• [What the exercise asks] Up to and including the line that contains "box: [203, 99, 545, 185]", repeat each line of the data exactly, starting from the first.

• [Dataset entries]

Content starts

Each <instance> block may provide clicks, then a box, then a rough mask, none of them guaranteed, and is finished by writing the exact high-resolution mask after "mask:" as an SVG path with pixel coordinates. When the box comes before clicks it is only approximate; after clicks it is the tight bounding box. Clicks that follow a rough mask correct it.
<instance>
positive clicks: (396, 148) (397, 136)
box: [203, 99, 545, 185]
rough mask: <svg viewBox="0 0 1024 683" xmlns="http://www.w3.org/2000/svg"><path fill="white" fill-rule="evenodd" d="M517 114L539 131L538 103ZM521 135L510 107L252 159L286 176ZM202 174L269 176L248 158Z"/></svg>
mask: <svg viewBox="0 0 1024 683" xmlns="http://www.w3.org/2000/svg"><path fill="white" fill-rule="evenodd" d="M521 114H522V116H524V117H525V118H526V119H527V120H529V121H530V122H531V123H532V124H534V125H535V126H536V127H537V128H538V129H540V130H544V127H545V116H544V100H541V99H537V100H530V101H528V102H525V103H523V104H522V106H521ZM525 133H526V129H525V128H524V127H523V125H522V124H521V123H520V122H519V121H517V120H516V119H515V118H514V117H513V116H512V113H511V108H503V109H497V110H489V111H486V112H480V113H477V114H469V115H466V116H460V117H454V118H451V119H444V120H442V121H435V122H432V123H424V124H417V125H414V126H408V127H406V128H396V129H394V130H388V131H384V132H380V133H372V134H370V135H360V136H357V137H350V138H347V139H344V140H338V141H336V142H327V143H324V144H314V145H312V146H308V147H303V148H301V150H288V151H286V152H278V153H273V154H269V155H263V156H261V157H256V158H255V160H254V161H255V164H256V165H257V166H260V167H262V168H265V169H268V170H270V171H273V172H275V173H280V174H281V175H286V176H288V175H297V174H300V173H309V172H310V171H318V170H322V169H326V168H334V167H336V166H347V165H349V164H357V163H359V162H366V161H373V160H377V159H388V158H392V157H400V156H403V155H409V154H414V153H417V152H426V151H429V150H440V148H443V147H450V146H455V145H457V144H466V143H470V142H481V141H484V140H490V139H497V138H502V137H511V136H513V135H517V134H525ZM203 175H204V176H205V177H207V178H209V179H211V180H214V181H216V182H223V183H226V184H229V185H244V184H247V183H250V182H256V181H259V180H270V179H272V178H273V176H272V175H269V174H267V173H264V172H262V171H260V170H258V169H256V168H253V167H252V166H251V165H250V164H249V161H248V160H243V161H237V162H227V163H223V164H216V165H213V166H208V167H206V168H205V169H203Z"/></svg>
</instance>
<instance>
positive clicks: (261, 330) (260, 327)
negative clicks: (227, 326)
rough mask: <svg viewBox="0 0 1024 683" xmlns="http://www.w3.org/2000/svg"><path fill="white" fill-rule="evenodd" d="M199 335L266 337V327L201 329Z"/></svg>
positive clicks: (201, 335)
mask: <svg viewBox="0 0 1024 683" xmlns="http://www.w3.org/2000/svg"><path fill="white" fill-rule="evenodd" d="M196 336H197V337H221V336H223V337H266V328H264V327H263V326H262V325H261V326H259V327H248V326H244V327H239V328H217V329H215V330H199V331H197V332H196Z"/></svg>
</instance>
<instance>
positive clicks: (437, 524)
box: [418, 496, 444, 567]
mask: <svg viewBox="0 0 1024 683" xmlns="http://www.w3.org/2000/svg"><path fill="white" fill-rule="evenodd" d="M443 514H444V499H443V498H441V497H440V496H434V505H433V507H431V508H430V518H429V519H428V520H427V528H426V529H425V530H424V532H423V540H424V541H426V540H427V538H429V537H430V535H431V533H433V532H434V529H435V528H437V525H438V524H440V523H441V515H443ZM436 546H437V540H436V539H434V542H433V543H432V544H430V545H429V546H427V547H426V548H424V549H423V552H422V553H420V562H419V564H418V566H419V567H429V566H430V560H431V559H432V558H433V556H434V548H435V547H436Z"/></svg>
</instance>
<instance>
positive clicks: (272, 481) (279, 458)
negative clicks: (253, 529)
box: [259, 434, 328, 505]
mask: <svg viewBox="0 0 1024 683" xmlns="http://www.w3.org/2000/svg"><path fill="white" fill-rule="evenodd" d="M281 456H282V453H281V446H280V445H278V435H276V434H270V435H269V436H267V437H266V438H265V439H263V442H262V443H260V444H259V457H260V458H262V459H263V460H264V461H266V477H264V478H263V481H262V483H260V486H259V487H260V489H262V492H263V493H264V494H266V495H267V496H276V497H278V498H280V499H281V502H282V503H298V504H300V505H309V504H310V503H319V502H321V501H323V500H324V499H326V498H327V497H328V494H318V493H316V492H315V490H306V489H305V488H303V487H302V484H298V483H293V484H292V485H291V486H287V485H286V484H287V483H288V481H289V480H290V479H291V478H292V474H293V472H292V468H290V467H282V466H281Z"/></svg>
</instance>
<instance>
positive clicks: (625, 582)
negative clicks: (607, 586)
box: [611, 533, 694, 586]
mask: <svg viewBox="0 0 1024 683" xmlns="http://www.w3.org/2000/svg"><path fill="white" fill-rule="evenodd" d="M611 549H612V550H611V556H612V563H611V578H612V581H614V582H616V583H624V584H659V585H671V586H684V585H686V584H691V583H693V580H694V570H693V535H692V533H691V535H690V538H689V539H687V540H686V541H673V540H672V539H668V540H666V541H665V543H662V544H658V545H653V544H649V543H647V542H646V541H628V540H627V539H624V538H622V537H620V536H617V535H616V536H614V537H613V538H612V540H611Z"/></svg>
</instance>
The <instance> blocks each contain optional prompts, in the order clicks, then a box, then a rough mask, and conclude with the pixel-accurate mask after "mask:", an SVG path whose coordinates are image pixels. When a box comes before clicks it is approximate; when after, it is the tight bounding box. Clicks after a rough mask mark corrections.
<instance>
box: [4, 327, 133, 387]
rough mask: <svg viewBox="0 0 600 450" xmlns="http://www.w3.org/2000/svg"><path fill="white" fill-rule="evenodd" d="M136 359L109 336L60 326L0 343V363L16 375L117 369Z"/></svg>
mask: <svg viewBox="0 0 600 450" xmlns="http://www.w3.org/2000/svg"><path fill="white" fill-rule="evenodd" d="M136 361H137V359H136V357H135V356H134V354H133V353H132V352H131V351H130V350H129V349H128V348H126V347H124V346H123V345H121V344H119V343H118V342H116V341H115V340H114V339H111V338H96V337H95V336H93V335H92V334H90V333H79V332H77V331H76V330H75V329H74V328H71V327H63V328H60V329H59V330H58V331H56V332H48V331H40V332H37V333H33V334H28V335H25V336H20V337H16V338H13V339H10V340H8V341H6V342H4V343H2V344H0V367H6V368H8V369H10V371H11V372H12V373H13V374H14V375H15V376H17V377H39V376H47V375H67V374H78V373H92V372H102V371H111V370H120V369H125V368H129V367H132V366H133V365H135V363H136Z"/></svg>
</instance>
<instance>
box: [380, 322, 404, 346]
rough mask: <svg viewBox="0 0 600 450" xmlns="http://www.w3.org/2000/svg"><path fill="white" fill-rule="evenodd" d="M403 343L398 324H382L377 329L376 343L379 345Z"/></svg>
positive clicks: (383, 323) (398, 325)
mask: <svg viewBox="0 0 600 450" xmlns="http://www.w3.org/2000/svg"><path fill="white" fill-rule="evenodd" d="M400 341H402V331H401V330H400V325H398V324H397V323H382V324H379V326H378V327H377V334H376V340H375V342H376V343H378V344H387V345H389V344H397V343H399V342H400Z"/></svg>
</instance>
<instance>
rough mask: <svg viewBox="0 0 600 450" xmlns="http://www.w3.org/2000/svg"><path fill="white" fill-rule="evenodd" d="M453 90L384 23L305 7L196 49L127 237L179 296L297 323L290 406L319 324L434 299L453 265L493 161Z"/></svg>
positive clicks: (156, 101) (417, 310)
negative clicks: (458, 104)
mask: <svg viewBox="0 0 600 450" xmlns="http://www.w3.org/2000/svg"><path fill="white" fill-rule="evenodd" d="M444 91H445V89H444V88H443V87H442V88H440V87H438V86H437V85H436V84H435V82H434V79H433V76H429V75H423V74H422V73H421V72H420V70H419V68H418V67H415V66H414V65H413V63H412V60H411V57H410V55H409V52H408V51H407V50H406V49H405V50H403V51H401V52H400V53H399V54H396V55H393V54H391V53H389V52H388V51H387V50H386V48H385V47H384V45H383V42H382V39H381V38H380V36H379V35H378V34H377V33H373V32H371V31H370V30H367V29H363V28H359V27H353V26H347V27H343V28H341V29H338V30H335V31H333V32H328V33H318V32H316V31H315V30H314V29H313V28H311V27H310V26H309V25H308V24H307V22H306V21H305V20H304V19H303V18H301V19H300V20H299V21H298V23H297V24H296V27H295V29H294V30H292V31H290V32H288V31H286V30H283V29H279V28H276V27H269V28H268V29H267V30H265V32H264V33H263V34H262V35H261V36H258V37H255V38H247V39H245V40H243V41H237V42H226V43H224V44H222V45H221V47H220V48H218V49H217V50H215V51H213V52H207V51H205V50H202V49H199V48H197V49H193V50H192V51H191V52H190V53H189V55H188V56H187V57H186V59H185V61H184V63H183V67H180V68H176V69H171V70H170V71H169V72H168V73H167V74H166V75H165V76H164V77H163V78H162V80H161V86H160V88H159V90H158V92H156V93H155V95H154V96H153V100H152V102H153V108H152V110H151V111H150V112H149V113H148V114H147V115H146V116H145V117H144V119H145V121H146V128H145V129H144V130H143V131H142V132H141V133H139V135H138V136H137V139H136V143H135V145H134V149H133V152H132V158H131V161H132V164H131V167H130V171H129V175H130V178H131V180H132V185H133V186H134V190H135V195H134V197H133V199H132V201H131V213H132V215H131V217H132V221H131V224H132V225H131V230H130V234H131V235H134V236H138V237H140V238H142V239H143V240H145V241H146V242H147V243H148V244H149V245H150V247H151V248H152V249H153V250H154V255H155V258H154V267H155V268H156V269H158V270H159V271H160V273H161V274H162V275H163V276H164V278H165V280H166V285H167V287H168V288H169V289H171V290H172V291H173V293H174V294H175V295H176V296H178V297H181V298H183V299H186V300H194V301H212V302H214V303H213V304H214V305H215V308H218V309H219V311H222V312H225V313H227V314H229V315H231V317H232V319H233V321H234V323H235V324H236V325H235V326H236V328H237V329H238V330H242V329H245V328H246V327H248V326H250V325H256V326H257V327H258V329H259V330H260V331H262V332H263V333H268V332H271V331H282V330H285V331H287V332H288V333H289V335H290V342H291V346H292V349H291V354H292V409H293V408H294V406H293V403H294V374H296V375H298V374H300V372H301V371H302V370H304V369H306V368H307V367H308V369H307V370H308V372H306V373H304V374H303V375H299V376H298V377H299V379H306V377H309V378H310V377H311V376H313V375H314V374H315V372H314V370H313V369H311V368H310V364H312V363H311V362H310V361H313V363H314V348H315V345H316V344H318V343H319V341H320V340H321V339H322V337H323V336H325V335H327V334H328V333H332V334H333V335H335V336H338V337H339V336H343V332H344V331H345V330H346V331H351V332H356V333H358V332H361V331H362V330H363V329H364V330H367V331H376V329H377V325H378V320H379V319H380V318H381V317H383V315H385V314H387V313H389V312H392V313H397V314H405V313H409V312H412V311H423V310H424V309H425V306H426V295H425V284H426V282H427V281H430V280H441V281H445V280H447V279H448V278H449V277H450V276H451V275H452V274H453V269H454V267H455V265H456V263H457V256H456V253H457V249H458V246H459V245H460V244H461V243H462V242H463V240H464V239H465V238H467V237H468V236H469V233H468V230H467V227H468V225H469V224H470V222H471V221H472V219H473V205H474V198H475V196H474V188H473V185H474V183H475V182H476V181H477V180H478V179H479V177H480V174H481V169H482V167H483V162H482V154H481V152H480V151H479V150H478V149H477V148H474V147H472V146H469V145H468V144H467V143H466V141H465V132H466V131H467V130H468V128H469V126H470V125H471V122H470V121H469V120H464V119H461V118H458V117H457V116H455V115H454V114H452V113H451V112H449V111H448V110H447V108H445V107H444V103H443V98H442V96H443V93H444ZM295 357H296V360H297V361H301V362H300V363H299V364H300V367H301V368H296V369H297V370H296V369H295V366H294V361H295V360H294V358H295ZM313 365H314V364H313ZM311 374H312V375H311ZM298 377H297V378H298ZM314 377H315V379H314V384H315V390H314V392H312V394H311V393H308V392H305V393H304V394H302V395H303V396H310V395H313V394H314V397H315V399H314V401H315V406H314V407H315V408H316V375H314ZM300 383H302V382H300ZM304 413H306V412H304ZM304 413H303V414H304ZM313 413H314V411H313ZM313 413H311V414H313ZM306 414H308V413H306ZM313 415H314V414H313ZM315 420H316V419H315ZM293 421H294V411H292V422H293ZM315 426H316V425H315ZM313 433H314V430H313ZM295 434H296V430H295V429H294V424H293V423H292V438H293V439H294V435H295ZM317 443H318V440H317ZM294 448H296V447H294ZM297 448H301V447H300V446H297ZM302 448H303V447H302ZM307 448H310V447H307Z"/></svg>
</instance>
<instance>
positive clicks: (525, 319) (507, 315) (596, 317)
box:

Content ends

• [Written response]
Each <instance> block may provide clicks, then a box, then a rough mask, none of them guaranteed, and is finished by writing the exact high-resolution mask after "mask:" as an SVG path with pixel coordinates. When the box comes before clicks it is only approximate; after clicks it is the tight bounding box. Clicks that follow a rough mask correct it.
<instance>
positive clicks: (396, 148) (397, 136)
box: [203, 99, 545, 185]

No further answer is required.